→ **BRANO DA LEGGERE**
E’ indubbio che, come afferma Velardi il PCI si venne a trovare in serie difficoltà interne ma sembra assurdo ritenere che un aiuto potesse venirgli da Craxi in nome di una unità della sinistra, da parte cioè di un uomo politico che già dall’inizio degli anni ’70, quale delegato del PSI all’Internazionale Socialista, aveva assunto posizioni nettamente distinte da quelle comuniste.
A mi avviso è possibile che Craxi abbia per un momento pensato di stringere il PCI in un abbraccio che alla fine si sarebbe rivelato mortale per i comunisti, come era nei progetti di Aldo Moro a favore della Democrazia Cristiana e dell’incontro con il PCI nei governi di solidarietà democratica: è verosimile però che se ebbe un tale pensiero Craxi deve averlo subito scacciato, ben consapevole che i “nanetti” presenti nella segreteria del suo partito avrebbero preso spunto da quella iniziativa per contrastare il segretario, cui tendevano a succedere.

→ **DATI DI ORIGINE**
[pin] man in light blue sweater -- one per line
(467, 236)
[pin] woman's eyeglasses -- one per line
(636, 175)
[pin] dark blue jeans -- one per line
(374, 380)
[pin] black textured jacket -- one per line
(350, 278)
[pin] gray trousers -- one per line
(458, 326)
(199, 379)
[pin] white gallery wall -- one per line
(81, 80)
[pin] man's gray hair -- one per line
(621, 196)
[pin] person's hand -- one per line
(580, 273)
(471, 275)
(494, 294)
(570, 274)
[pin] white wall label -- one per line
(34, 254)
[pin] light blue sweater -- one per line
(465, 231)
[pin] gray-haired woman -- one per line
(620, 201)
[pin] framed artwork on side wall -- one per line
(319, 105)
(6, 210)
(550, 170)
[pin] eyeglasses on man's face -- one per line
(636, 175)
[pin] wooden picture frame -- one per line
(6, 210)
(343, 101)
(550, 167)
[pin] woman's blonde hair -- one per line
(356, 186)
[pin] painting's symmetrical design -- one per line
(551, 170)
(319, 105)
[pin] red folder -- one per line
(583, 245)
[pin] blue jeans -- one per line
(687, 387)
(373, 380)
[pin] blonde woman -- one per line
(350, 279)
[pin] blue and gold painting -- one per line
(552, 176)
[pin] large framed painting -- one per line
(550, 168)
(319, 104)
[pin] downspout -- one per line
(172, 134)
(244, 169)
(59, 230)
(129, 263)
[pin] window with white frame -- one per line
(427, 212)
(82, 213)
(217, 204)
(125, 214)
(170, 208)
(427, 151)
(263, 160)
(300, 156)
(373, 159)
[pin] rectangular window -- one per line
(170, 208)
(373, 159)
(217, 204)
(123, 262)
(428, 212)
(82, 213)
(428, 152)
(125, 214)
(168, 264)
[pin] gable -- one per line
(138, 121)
==
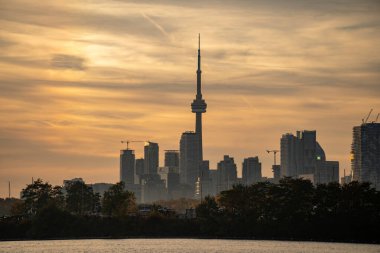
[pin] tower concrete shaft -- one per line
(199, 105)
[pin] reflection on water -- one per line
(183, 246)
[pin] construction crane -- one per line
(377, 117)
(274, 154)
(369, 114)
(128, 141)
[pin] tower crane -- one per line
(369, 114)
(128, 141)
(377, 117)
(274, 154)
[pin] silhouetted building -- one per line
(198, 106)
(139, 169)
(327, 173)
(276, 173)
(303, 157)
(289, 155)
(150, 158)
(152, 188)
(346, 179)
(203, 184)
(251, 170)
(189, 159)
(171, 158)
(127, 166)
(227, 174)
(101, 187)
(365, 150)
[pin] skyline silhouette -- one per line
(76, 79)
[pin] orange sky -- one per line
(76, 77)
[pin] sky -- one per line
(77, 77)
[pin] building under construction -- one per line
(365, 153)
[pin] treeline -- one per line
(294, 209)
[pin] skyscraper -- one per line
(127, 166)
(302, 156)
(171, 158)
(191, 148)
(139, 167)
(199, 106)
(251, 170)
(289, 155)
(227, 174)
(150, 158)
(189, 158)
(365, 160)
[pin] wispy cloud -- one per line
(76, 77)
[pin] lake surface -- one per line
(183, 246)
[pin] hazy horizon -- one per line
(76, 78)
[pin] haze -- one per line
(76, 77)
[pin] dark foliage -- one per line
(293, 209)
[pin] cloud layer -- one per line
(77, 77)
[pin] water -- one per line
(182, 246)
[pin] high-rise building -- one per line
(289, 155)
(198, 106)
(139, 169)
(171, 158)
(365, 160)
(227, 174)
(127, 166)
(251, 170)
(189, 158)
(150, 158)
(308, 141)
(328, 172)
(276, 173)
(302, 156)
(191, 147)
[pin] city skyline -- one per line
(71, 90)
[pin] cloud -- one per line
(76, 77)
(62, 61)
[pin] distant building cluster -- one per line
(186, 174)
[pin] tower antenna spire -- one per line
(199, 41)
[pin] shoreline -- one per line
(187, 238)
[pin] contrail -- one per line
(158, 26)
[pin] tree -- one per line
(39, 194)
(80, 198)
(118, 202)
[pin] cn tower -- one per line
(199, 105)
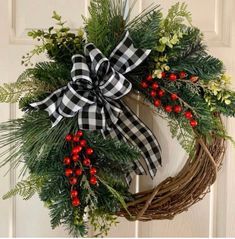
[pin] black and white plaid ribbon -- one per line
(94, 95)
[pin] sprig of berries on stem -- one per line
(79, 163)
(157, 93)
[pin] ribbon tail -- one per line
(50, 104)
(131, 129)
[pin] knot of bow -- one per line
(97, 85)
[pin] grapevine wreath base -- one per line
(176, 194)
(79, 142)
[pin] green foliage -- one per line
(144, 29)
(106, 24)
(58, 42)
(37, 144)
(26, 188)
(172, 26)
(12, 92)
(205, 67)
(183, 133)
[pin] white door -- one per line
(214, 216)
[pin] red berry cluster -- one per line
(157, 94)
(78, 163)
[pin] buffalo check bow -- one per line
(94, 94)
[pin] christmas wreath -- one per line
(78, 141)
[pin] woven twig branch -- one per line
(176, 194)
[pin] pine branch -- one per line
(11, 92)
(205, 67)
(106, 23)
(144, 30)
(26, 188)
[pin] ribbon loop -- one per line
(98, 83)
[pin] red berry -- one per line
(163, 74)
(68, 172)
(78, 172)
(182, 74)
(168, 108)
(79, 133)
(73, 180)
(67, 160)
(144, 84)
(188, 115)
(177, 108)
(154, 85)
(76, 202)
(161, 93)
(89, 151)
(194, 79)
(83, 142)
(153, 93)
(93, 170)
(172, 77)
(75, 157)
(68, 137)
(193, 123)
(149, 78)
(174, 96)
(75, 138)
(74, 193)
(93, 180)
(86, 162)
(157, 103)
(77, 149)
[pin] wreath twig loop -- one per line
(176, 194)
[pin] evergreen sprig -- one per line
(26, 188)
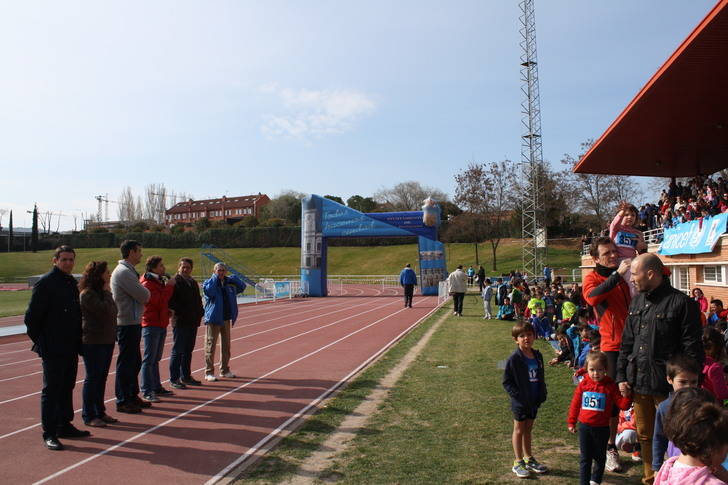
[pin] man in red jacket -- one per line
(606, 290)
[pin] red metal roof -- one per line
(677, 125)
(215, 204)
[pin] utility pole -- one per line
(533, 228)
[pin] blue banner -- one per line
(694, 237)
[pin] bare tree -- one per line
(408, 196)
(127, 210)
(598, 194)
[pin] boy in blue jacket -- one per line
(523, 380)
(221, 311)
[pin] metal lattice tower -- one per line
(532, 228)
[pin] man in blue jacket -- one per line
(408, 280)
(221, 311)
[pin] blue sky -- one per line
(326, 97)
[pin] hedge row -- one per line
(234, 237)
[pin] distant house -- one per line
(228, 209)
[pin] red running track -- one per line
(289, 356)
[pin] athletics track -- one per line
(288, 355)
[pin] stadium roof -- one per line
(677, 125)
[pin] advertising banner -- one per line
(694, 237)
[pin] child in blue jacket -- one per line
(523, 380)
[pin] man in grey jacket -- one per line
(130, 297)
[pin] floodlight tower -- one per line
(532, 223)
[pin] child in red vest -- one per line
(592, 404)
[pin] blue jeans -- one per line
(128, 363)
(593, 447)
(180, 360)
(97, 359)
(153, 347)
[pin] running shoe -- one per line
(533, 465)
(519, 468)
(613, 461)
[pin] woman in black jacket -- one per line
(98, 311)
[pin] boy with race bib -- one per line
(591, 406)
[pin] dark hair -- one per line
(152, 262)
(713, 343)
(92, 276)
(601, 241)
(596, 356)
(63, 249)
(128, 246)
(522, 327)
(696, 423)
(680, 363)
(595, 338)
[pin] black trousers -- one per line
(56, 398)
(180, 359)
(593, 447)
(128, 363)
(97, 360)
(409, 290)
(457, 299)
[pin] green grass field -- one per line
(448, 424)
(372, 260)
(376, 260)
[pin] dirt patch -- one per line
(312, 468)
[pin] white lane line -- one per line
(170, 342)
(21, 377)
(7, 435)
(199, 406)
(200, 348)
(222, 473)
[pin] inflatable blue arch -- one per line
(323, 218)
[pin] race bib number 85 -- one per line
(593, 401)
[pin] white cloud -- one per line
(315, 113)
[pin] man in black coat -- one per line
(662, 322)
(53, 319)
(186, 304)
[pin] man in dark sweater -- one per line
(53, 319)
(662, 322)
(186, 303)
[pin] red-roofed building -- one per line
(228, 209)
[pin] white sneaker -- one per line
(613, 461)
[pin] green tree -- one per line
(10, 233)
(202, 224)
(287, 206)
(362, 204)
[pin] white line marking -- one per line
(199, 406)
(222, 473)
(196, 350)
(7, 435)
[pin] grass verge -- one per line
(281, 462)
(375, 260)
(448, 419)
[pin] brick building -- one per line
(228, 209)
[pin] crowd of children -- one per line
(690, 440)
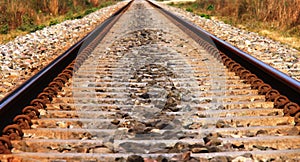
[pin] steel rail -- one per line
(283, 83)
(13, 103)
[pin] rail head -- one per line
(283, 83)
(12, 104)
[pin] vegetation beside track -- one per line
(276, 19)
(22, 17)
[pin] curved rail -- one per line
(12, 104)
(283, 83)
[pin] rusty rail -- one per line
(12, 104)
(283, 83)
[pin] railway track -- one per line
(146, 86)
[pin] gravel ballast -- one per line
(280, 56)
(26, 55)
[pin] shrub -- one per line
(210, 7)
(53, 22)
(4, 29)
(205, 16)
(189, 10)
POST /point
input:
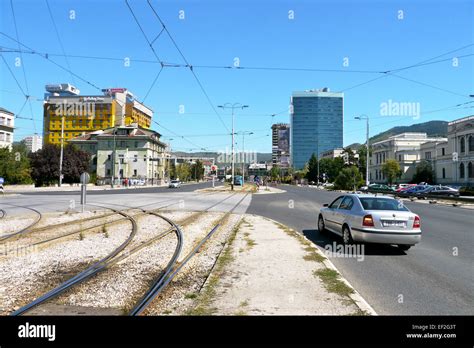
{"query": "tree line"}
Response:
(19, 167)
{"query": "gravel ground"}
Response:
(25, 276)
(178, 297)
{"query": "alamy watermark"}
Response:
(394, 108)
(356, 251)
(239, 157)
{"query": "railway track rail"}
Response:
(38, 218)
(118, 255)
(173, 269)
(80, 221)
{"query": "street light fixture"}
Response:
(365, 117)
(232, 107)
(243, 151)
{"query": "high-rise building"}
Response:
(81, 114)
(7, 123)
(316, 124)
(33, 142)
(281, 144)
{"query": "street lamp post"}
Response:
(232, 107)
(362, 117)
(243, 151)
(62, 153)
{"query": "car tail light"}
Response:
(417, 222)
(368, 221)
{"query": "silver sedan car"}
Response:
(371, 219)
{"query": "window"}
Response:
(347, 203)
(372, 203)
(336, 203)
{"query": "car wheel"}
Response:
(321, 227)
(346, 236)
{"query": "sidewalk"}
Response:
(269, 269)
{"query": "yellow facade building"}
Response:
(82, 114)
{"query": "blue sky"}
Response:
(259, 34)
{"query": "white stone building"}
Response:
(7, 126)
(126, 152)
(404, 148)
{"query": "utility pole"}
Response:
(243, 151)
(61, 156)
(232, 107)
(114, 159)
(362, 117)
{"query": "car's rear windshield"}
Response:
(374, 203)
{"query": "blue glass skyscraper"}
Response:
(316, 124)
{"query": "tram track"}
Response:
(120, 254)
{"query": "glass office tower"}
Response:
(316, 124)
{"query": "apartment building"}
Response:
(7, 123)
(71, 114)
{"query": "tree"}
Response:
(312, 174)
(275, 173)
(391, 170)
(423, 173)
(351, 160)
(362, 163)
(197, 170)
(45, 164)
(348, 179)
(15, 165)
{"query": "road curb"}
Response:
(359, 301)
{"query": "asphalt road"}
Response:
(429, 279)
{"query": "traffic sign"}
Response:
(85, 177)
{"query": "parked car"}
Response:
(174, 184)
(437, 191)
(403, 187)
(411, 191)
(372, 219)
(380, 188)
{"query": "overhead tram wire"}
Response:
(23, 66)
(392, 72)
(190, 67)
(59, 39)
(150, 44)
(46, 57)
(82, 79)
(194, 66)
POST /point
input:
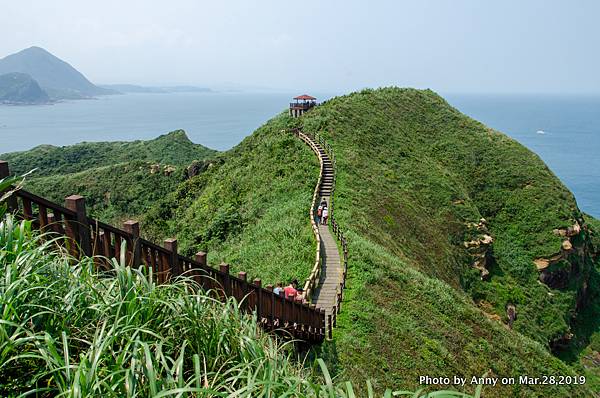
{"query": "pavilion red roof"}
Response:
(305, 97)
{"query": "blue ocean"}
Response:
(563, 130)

→ **USO DELLE INFORMAZIONI**
[A] Trascrivi dal brano su Craxi e il PCI tutto ciò che va da "E’ indubbio che, come" fino a "da quelle comuniste.".
[B] Nel brano su Craxi e il PCI, quale incarico ricopriva Craxi già dall'inizio degli anni '70?

→ **RISPOSTE PER PUNTO**
[A]
E’ indubbio che, come afferma Velardi il PCI si venne a trovare in serie difficoltà interne ma sembra assurdo ritenere che un aiuto potesse venirgli da Craxi in nome di una unità della sinistra, da parte cioè di un uomo politico che già dall’inizio degli anni ’70, quale delegato del PSI all’Internazionale Socialista, aveva assunto posizioni nettamente distinte da quelle comuniste.

[B] Era delegato del PSI all'Internazionale Socialista.